• Texte cité:
"""

Une sortie qui se prépare !

On n’improvise pas une sortie à la déchèterie. Il faut du stock, avoir accumulé. On n’y va pas pour un simple truc à jeter. C’est un voyage qui se prépare. On n’y va pas tous les matins…

Bien sûr, il y a l’ennemi de l’intérieur : « tu vas pas jeter ça ? Ça pourrait encore servir ! »

Car avant de recycler pour autrui, recycle pour toi même et le circuit court n’en sera que plus glorieux.

Oui, mais… c’est si bon ! Si bon de trouver ces vieux pots de peinture, ces bidons, ces bouts de, ces machins.

Alors, il faut de l’espace, on entasse, mais après ça débarrasse !

Le jour venu, il faut remplir la voiture, à ras bord de préférence, mais de façon structurée. Jeter c’est ranger ! Et si possible éviter de saloper les sièges…

Un merveilleux voyage

Puisque la voiture est pleine, il y a toujours quelque chose qui brinquebale, risque de verser. Les gens que l’on croise qui vous prennent pour un chiffonnier ou voleur.

On s’est habillé pour la circonstance. Éviter les jolies chaussures de ville, le pantalon fraîchement repassé.

La route est courte mais réservée aux possesseurs d’automobile. Personne ne pourrait aller jusque là bas en poussant de ses bras une simple brouette !

La route serpente, ne pas dépasser le trente. Tourner sur cette départementale encore plus étroite qu’il faut savoir trouver. C’est réservé aux initiés.

D’ailleurs, on n’entre pas comme ça, il faut attendre que la barrière se lève (une main mystérieuse l’anime, une cellule, une caméra…) et rouler au pas puis se garer en épi en marche arrière aux endroits assignés. C’est qu’il faut savoir manœuvrer et louvoyer entre les camions des artisans, la BMW du voisin et la camionnette d’un ancien collègue qui porte un short à fleurs admirable.

On se gare, on coupe le moteur, vient l’heure jouissive ! Et maintenant trions !

Et j’ai trié ! Trié !

De l’ordre et des hommes oranges

Alors là j’admire ! Nous entrons dans le monde parfait du tri, de la rationalité. Là les gravas, à côté les cartons pliés, les produits dangereux, le numérique, les ampoules, le polystyrène et les déchets végétaux pour les vilains qui n’ont pas su composter.

Car je composte moi ! Je vous l’ai déjà dit non ? Je suis fier de mon compost et mes branches je les broie ! D’ailleurs ça salirait l’auto.

"""

• Consigne à suivre 1:
D'après le récit sur la sortie à la déchèterie, quelle vitesse ne faut-il pas dépasser sur la route qui serpente ?
• Consigne à suivre 2:
Recopiez mot pour mot le passage du récit sur la déchèterie qui s'ouvre sur les mots contenant "D’ailleurs, on n’entre" et se ferme sur "pas su composter.".
• Consigne à suivre 3:
Prolongez le récit sur la sortie à la déchèterie en reprenant juste après sa dernière phrase.

[Entrées de pointage d'objets étiquetés]
"""

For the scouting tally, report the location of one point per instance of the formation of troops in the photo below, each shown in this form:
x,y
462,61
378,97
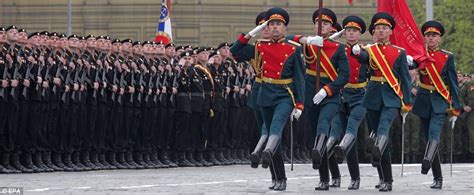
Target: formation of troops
x,y
73,103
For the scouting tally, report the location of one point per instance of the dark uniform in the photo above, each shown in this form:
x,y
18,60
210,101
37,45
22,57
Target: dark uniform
x,y
281,91
353,112
388,92
437,94
334,72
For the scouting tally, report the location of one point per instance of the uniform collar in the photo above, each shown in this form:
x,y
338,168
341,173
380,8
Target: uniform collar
x,y
433,50
282,39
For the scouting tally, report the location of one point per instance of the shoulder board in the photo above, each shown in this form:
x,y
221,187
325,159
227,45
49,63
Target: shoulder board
x,y
294,43
447,52
263,40
398,47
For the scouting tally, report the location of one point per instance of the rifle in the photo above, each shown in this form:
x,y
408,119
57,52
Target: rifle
x,y
114,81
46,78
149,86
175,85
121,85
66,82
158,86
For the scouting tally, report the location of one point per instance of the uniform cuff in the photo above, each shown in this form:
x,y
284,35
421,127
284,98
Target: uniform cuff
x,y
243,39
299,106
328,90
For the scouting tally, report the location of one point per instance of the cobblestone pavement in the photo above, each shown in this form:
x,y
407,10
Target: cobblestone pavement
x,y
237,179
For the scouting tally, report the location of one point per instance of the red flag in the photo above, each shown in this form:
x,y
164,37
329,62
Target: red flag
x,y
405,34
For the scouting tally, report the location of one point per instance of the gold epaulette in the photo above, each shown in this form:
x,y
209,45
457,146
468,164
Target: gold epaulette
x,y
294,43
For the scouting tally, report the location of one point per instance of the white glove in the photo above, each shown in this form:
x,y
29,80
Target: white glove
x,y
356,49
257,30
337,35
296,113
410,60
319,96
316,40
452,120
404,116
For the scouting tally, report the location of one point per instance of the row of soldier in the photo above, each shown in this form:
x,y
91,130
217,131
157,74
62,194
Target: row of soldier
x,y
87,103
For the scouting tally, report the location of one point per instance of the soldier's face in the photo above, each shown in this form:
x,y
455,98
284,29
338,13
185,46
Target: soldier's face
x,y
203,56
188,60
382,32
116,47
148,49
326,27
266,34
277,28
217,59
225,51
137,49
432,40
170,51
12,34
160,49
73,42
63,42
3,36
179,52
352,34
91,43
126,47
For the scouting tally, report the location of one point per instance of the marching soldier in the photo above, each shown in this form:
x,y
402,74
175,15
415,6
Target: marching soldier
x,y
387,94
437,97
353,113
323,108
281,95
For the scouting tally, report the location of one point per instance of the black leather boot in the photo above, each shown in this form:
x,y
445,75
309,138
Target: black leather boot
x,y
85,159
370,142
386,187
18,166
269,150
354,185
58,161
378,149
165,159
336,183
323,186
131,162
430,152
280,185
437,183
437,174
111,157
28,162
344,147
7,165
318,150
76,160
38,162
210,157
192,160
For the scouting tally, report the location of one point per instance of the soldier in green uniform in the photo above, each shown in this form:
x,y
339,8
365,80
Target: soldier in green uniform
x,y
280,94
437,97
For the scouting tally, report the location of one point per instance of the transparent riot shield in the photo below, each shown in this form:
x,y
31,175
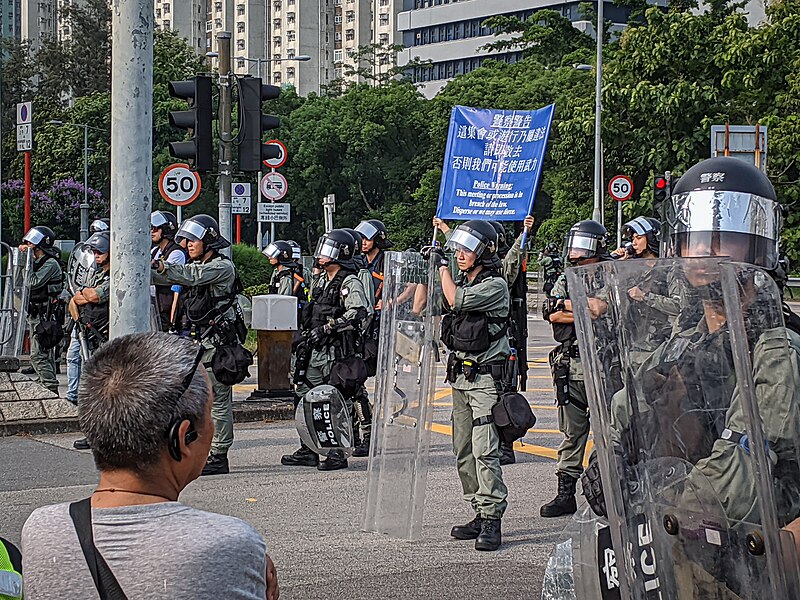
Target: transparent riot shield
x,y
693,387
13,320
398,463
323,421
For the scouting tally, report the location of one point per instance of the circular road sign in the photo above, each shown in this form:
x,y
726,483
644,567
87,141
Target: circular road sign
x,y
620,187
273,186
179,185
274,163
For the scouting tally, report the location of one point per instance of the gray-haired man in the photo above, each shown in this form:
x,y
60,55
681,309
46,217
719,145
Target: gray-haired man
x,y
145,408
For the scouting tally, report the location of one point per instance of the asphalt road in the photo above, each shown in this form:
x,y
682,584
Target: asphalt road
x,y
312,520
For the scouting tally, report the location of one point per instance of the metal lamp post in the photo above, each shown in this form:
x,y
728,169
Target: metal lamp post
x,y
84,206
258,61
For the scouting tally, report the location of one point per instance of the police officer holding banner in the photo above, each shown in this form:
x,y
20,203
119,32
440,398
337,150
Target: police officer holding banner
x,y
214,319
585,244
45,313
475,333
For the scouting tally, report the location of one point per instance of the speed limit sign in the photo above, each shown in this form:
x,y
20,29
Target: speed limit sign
x,y
620,187
179,185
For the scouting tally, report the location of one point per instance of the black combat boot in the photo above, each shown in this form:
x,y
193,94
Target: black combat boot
x,y
335,461
507,456
302,457
470,531
489,539
217,464
564,503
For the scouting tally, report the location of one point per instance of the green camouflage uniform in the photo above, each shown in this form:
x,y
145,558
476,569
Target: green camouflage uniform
x,y
477,449
219,274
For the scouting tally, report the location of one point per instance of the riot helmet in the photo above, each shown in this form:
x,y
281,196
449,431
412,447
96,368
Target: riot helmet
x,y
338,246
585,240
43,238
100,225
724,207
297,252
164,221
203,228
479,237
375,231
645,227
502,243
100,242
280,251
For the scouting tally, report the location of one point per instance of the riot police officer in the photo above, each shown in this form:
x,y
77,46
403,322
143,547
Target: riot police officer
x,y
585,244
474,331
45,317
89,306
163,226
333,328
211,309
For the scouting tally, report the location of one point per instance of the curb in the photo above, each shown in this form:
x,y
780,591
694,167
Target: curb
x,y
243,412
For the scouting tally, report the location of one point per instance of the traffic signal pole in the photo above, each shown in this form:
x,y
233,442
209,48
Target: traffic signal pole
x,y
225,141
131,164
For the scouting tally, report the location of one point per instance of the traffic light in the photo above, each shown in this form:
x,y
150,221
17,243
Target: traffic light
x,y
252,124
197,92
661,189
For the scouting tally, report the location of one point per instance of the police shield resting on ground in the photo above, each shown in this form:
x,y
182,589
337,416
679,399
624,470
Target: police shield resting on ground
x,y
146,408
214,319
332,330
585,244
475,333
45,311
702,442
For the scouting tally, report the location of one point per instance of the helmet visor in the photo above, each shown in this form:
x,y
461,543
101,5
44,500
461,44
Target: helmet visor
x,y
34,236
327,248
368,230
157,219
192,231
463,239
579,245
742,226
272,251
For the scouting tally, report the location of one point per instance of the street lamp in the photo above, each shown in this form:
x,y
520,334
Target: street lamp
x,y
258,61
84,233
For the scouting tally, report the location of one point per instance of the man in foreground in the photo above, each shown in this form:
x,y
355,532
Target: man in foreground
x,y
145,408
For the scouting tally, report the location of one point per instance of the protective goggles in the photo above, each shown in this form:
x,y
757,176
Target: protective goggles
x,y
580,245
466,240
192,231
272,251
327,248
34,236
368,230
157,219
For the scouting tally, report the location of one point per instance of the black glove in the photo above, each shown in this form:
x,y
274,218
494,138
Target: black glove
x,y
439,257
592,485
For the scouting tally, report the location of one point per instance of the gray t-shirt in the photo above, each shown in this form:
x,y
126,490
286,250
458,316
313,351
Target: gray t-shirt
x,y
164,550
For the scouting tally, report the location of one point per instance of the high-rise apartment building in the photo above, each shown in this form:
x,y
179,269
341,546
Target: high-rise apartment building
x,y
449,35
187,18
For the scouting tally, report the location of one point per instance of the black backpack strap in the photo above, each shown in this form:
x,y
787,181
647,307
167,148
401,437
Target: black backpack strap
x,y
104,580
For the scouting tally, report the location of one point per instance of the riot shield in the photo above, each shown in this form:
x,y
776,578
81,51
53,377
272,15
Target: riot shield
x,y
398,463
695,415
323,421
13,318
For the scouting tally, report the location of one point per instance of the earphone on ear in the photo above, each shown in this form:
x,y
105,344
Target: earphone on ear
x,y
174,443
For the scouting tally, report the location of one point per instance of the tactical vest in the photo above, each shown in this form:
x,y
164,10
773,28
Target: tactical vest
x,y
201,306
470,331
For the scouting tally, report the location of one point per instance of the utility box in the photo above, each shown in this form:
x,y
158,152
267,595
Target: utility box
x,y
275,322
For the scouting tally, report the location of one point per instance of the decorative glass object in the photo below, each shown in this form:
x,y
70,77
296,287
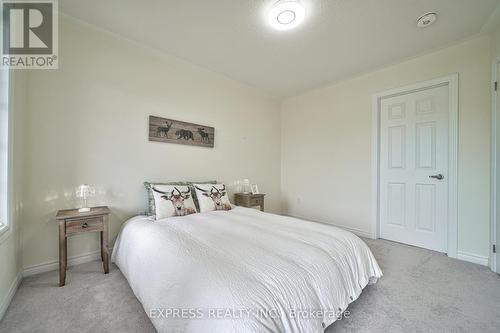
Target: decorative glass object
x,y
84,192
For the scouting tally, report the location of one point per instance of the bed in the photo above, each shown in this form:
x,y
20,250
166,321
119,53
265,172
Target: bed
x,y
242,271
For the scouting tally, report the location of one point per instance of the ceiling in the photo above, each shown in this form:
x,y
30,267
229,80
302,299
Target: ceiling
x,y
338,39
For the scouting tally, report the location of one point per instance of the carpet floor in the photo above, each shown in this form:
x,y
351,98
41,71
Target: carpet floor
x,y
421,291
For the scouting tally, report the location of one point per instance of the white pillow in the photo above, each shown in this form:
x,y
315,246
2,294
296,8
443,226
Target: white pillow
x,y
172,200
212,197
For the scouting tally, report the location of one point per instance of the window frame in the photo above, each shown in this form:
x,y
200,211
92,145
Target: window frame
x,y
6,230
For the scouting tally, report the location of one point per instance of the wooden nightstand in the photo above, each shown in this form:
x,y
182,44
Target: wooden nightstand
x,y
249,200
72,222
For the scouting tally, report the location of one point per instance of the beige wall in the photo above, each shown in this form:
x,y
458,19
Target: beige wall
x,y
10,250
87,123
326,143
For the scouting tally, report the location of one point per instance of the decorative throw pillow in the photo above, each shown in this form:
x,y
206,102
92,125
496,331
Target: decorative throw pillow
x,y
151,208
212,197
172,200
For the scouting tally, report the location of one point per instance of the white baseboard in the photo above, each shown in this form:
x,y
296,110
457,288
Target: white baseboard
x,y
54,265
357,232
10,295
471,257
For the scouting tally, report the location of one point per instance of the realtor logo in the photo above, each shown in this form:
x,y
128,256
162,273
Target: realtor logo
x,y
29,34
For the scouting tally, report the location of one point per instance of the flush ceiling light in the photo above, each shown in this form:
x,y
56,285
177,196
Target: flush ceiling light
x,y
426,20
286,14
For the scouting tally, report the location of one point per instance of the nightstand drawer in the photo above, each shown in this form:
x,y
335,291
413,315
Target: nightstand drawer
x,y
84,225
255,201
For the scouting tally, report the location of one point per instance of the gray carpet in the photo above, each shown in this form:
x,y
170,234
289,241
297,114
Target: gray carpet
x,y
421,291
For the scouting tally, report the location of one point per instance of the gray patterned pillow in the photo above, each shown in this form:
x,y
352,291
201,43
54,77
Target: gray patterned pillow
x,y
151,208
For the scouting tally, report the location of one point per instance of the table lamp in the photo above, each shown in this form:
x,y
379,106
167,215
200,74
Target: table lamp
x,y
84,191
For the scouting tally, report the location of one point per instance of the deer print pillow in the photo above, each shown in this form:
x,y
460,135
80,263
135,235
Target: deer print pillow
x,y
212,197
172,200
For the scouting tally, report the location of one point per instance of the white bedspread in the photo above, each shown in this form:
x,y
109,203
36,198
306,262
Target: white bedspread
x,y
242,271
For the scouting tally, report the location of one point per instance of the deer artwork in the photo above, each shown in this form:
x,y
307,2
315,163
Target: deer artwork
x,y
177,200
216,195
162,131
184,134
203,135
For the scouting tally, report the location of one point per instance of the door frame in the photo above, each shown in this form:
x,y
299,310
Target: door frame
x,y
452,82
495,114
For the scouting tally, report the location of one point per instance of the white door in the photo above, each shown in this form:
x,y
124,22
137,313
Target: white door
x,y
414,168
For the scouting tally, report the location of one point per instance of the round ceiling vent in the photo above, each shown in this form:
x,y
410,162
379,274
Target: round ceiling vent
x,y
426,20
286,14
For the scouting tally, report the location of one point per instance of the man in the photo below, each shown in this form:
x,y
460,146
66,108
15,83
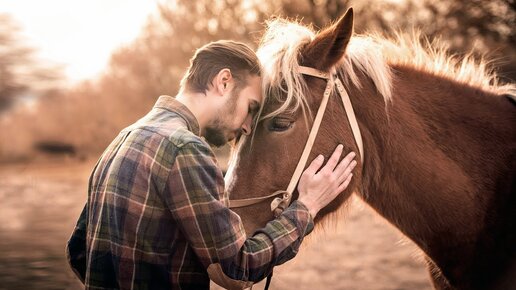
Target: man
x,y
156,215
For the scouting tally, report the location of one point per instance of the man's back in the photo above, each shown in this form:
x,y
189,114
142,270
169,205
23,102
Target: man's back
x,y
135,239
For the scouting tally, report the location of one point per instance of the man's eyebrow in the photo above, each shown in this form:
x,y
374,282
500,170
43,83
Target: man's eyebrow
x,y
255,105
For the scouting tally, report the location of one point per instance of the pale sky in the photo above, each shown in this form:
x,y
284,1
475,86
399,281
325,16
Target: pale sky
x,y
79,34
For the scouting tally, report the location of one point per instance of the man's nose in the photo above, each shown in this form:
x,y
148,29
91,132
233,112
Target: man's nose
x,y
246,127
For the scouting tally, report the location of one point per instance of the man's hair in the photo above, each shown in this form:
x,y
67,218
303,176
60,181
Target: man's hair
x,y
210,59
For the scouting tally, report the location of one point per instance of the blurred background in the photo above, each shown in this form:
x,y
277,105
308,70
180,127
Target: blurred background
x,y
73,73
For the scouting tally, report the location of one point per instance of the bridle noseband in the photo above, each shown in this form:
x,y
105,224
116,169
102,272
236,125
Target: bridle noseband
x,y
280,203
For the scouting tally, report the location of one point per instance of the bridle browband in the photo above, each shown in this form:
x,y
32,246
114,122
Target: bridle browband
x,y
280,203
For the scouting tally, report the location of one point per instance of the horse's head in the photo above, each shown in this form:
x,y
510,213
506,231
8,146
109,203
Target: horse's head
x,y
265,162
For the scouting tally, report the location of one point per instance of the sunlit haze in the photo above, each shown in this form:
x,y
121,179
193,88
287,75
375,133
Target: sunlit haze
x,y
80,35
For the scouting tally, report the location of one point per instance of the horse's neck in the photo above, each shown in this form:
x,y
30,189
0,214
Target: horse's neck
x,y
434,159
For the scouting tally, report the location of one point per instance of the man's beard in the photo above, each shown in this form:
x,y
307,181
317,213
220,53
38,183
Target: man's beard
x,y
215,136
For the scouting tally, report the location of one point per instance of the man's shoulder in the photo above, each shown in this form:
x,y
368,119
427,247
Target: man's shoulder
x,y
182,137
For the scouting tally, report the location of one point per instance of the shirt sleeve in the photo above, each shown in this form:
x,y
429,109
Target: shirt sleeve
x,y
216,234
76,247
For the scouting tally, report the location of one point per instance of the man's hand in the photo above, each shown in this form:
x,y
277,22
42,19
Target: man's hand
x,y
318,188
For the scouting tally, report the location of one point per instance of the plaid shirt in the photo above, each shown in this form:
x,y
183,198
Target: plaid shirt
x,y
156,215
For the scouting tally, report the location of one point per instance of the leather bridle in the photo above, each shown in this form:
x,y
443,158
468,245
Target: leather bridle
x,y
280,203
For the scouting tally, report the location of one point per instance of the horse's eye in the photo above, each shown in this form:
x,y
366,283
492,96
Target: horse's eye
x,y
280,125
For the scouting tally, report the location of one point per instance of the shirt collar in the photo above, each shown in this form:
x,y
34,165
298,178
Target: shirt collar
x,y
171,104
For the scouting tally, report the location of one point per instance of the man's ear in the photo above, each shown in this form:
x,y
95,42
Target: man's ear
x,y
223,81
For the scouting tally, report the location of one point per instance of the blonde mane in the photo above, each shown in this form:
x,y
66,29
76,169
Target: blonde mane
x,y
372,54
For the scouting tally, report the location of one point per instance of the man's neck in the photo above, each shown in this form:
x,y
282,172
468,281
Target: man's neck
x,y
196,103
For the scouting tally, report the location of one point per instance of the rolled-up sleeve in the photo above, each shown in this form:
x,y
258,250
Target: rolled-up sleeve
x,y
216,234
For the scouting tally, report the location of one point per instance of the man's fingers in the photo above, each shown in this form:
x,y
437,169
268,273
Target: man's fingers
x,y
314,165
334,159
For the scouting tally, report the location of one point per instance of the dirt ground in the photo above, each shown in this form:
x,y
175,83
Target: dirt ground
x,y
40,202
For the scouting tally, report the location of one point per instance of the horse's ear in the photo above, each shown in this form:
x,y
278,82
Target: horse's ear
x,y
329,45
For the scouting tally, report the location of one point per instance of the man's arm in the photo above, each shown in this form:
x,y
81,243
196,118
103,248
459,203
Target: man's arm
x,y
216,233
76,246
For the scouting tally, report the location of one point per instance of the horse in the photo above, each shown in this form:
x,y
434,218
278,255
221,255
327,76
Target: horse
x,y
439,139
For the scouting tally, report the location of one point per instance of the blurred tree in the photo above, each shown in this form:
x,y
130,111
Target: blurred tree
x,y
20,72
484,27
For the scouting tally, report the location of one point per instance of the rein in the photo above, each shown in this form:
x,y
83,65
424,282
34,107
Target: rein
x,y
281,203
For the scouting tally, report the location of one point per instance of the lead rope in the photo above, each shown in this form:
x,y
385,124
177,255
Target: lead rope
x,y
268,282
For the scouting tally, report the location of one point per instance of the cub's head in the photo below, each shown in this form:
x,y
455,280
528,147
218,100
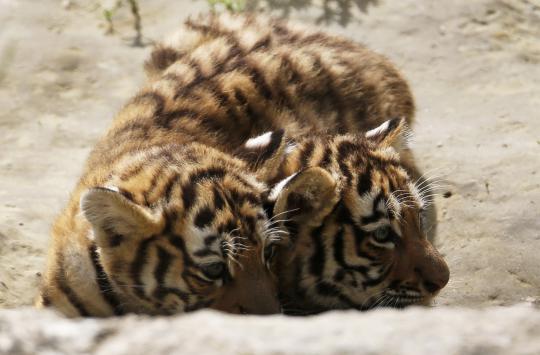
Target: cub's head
x,y
178,229
355,220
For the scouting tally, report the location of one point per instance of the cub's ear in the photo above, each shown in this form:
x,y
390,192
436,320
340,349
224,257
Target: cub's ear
x,y
306,197
112,215
265,153
392,133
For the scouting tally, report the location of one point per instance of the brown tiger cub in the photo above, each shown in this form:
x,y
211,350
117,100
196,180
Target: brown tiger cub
x,y
364,243
169,215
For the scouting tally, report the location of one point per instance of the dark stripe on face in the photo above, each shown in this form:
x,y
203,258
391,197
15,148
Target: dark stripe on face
x,y
376,215
105,287
189,194
219,202
326,159
376,281
137,266
306,153
240,97
204,217
327,289
339,256
164,262
346,149
318,259
359,237
113,237
365,183
133,171
198,305
260,83
205,252
61,282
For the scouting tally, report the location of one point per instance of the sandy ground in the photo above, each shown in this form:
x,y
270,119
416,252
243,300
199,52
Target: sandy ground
x,y
474,67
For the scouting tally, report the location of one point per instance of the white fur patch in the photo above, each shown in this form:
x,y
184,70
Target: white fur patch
x,y
258,142
378,130
277,189
112,188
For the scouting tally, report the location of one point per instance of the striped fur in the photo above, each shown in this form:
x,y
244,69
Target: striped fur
x,y
365,244
169,214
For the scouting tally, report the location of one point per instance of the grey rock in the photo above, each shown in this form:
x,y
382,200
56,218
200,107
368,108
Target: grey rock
x,y
495,330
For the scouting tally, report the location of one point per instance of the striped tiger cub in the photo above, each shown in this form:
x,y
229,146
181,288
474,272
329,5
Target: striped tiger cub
x,y
242,172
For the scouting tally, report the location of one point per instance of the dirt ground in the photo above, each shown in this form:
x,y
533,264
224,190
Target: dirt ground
x,y
474,67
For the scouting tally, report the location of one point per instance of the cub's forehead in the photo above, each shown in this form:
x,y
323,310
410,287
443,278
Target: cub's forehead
x,y
385,194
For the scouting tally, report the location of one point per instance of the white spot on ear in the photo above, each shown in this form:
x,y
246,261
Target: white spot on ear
x,y
112,188
280,185
261,141
90,235
291,147
376,131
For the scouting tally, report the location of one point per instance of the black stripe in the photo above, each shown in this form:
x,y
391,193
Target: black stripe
x,y
346,149
306,153
168,188
104,284
326,159
219,202
156,98
205,252
339,248
365,183
204,217
376,281
318,259
61,282
164,262
166,119
137,266
189,189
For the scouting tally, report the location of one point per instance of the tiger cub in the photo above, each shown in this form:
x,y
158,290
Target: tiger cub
x,y
171,213
357,211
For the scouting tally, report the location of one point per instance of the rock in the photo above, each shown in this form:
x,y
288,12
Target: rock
x,y
496,330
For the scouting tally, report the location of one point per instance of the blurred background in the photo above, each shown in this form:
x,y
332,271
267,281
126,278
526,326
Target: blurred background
x,y
67,66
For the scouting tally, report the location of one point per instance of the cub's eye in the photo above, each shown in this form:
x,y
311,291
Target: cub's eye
x,y
214,271
382,234
269,252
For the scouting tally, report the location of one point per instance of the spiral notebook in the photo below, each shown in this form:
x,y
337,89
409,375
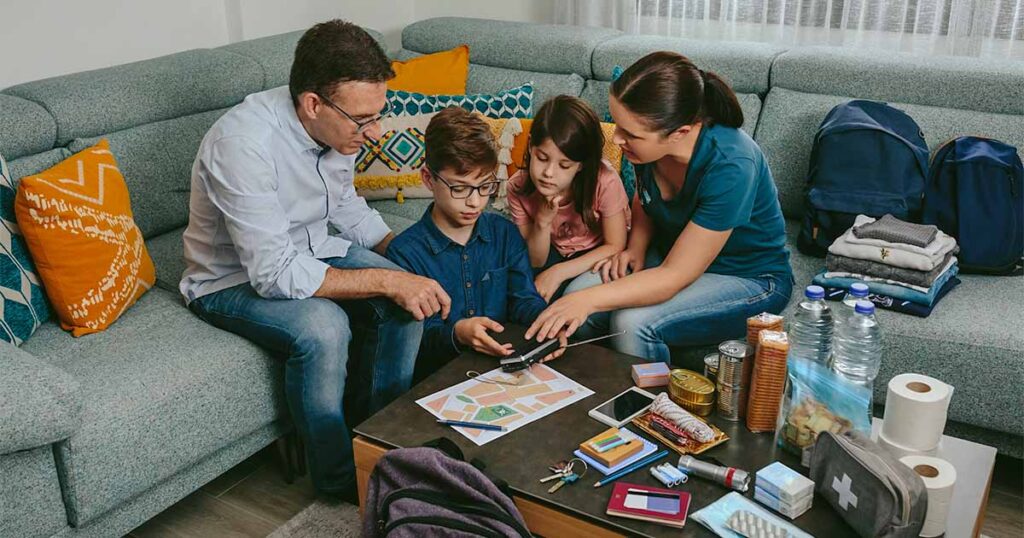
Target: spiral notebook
x,y
649,504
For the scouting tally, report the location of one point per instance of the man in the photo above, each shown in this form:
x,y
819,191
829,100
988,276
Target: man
x,y
268,178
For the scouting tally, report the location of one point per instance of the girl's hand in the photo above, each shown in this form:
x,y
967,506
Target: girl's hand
x,y
619,265
473,332
567,313
548,282
548,210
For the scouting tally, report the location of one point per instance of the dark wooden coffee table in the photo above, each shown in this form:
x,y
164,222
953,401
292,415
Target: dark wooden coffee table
x,y
521,457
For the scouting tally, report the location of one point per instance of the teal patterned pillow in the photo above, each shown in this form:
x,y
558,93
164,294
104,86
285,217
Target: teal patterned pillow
x,y
23,303
628,173
515,102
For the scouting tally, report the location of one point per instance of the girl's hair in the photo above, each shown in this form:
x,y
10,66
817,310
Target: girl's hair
x,y
574,129
669,91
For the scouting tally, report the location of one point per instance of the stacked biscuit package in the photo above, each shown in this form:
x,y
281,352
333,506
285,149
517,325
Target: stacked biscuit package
x,y
768,381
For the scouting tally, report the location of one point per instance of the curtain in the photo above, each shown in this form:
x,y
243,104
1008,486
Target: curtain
x,y
971,28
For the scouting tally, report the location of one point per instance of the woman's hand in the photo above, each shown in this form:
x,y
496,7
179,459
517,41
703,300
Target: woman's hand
x,y
548,282
620,265
567,313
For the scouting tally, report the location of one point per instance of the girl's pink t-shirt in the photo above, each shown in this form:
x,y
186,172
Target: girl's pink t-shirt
x,y
568,233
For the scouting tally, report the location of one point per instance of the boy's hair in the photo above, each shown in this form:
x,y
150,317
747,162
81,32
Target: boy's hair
x,y
336,51
461,141
574,129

"""

• Réponse de l'exercice 1:
Il ne faut pas dépasser le trente.

• Réponse de l'exercice 2:
D’ailleurs, on n’entre pas comme ça, il faut attendre que la barrière se lève (une main mystérieuse l’anime, une cellule, une caméra…) et rouler au pas puis se garer en épi en marche arrière aux endroits assignés. C’est qu’il faut savoir manœuvrer et louvoyer entre les camions des artisans, la BMW du voisin et la camionnette d’un ancien collègue qui porte un short à fleurs admirable.

On se gare, on coupe le moteur, vient l’heure jouissive ! Et maintenant trions !

Et j’ai trié ! Trié !

De l’ordre et des hommes oranges

Alors là j’admire ! Nous entrons dans le monde parfait du tri, de la rationalité. Là les gravas, à côté les cartons pliés, les produits dangereux, le numérique, les ampoules, le polystyrène et les déchets végétaux pour les vilains qui n’ont pas su composter.

• Réponse de l'exercice 3:
J’avais ces vieux pots de peinture, ce grillage, des cartons, des bouts de je ne sais quoi, une tablette numérique de chez Bill qui n’accepte plus aucune mise à jour….

Chaque objet va trouver sa destination. Je comprends pourquoi on accorde tant d’importance au bac. Ne pas se tromper.

des poubelles

Les hommes oranges veillent

Plus rarement une femme. Ils incarnent sous leur allure débonnaire l’œil implacable du parti de l’ordre. Rien ne leur échappe et je suppose que quelques caméras discrètes les secondent.

Gare à celui qui tenterait de se défaire d’une planche au milieu du plastique ! Gare à celle qui tente d’évacuer les restes du Grand-Père découpé vaille que vaille à la tronçonneuse.

Les piles c’est là bas et les batteries par ici. Que croyez-vous ? L’ordre est absolu et déjà dans nos maisons nous trions avec nos trois poubelles.

Le tri est d’ailleurs l’une des premières activités de l’école maternelle.

Un coup de Jarnac, une révolution ?

Là, je dois le dire, je fus quelque peu marri. Être marri c’est moins pire que mari mais j’ai pas ri quand l’homme orange d’un ton légèrement supérieur me dit :

— Eh bien non, mon cher monsieur, vous ne lisez donc pas le bulletin sur papier recyclé que publie la communauté de communes ? Dorénavant et par décret du grand conseil le verre et le papier sont exclusivement collectés en ville.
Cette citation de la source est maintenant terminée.